## [DATA SECTION]
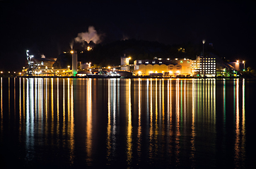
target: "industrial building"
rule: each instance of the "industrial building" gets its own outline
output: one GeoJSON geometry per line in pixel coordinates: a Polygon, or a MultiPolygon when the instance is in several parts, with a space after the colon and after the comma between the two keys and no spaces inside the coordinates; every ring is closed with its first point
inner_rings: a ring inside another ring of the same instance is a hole
{"type": "Polygon", "coordinates": [[[153,75],[156,73],[170,77],[192,76],[192,61],[187,58],[136,60],[134,61],[134,74],[138,76],[153,75]]]}

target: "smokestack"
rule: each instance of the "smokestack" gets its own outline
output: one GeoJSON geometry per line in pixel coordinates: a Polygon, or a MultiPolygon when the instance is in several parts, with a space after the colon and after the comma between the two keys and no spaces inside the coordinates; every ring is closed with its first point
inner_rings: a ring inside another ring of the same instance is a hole
{"type": "Polygon", "coordinates": [[[72,54],[72,74],[76,76],[77,73],[77,51],[74,51],[72,54]]]}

## [WHAT IS REQUIRED]
Reproduce the data above with "smokestack" replaced by "chimney" everywhere it occurs and nothing else changed. Leave the pictures out.

## [FULL ANSWER]
target: "industrial building"
rule: each instance of the "industrial building" gets its own outline
output: one GeoJSON geometry per line in pixel coordinates: a Polygon, or a MultiPolygon when the instance is in several parts, with a space after the colon and after the comma between the two keys and no spaces inside the coordinates; every ring is closed with its first point
inner_rings: a ring inside another ring of the same instance is a hole
{"type": "Polygon", "coordinates": [[[153,75],[156,73],[170,77],[192,76],[192,61],[187,58],[136,60],[134,61],[134,74],[138,76],[153,75]]]}

target: "chimney"
rule: each instance of the "chimney" gets its own outline
output: one GeoJSON geometry per line in pixel coordinates: a Polygon, or a MultiPolygon when the instance is in several parts, with a space after the colon and after the comma between the two keys and no spaces inside the coordinates; every ring is closed with its first point
inner_rings: a ring inside another ring of the same instance is a hole
{"type": "Polygon", "coordinates": [[[72,54],[72,74],[76,76],[77,73],[77,51],[74,51],[72,54]]]}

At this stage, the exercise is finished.